After Mema’s passing, the Staiti family went to her house to collect her belongings. The Staitis have two dogs, Auto and Suzie, who Jenna adores and cherishes every moment with. They bolted into Mema’s house and bolted up the stairs. They expected her to be there to greet her “grandpuppies” with love, like she did with everyone else.

She was gone, but watching from above.

“They were looking for her,” Jenna said. “That hit me so hard. She was such an amazing woman who died so quickly.”

‘A piece of her is on me’

Staiti moved into a new apartment complex in August while the family grieved the loss of Mema. Her family unpacked everything to put in her unit, and Mema showed up.

Staiti randomly found a letter from her as she transferred from Maryland to Georgia to be closer to her loved ones. She’s not sure how it got there, because she thought it had been thrown away a long while ago.

It became a prized possession. Staiti carries it everywhere.

Dearest Jenna,

I wish you all of the BEST in your ventures at UGA! I’m so happy you’ll be near home, and I’ll get to see you more often.

I’m so proud of you and love you with all my heart, always & forever.

Be all YOU CAN BE and I know that will be your be your BEST! I’m proud to be your Mema, and you’re in my prayers always.

━━━━━━━━━━

▶ _WHAT TO DO_
1) Retype everything in the passage about Mema from "Staiti moved into" down to "you more often.".
2) Answer these questions from the passage about Mema:
(a) What are the names of the Staiti family's two dogs?
(b) In what month did Staiti move into a new apartment complex?
(c) From which state to which state did Staiti transfer?
The material after this point has nothing to do with the passage about Mema.

Entries drawn from a collection
━━━━━━━━━━

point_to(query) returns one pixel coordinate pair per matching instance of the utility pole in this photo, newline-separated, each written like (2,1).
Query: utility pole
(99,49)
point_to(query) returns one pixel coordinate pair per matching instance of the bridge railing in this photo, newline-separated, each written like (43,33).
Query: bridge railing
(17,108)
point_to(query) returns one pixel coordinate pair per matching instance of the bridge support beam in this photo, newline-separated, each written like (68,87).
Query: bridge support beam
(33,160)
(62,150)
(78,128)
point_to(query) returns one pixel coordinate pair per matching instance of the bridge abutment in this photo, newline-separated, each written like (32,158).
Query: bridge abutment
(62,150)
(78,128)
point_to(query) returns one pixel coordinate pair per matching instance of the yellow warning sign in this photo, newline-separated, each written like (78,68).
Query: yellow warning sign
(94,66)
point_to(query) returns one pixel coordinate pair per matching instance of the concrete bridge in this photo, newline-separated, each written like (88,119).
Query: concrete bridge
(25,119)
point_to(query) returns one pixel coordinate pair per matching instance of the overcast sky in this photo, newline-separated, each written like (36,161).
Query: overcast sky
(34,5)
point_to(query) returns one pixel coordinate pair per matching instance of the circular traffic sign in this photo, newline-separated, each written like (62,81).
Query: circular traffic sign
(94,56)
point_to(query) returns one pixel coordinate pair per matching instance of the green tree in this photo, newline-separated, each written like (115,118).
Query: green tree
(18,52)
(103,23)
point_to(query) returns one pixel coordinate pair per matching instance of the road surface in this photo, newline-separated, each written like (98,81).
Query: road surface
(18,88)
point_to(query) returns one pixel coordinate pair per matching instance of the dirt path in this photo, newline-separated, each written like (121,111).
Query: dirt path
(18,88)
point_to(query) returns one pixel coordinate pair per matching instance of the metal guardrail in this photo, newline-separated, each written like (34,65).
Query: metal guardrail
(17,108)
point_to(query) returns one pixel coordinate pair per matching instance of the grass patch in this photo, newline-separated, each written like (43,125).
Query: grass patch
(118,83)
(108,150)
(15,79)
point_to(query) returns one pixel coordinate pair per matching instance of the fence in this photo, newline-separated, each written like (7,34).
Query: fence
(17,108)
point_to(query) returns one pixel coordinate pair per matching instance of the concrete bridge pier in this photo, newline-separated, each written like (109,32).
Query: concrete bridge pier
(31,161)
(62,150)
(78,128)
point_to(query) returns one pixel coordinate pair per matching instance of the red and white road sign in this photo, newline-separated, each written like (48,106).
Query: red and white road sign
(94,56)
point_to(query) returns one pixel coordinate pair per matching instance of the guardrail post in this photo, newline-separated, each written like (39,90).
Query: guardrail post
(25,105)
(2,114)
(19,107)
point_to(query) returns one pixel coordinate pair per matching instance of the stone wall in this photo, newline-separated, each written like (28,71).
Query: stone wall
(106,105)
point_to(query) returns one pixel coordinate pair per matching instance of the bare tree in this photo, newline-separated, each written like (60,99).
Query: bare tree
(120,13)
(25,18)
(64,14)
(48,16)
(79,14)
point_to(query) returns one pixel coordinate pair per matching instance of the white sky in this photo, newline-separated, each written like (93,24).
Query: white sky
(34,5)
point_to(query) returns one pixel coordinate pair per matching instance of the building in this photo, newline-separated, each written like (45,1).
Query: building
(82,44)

━━━━━━━━━━

▶ _SOLUTIONS_
1)
Staiti moved into a new apartment complex in August while the family grieved the loss of Mema. Her family unpacked everything to put in her unit, and Mema showed up.

Staiti randomly found a letter from her as she transferred from Maryland to Georgia to be closer to her loved ones. She’s not sure how it got there, because she thought it had been thrown away a long while ago.

It became a prized possession. Staiti carries it everywhere.

Dearest Jenna,

I wish you all of the BEST in your ventures at UGA! I’m so happy you’ll be near home, and I’ll get to see you more often.

2)
(a) Auto and Suzie
(b) August
(c) From Maryland to Georgia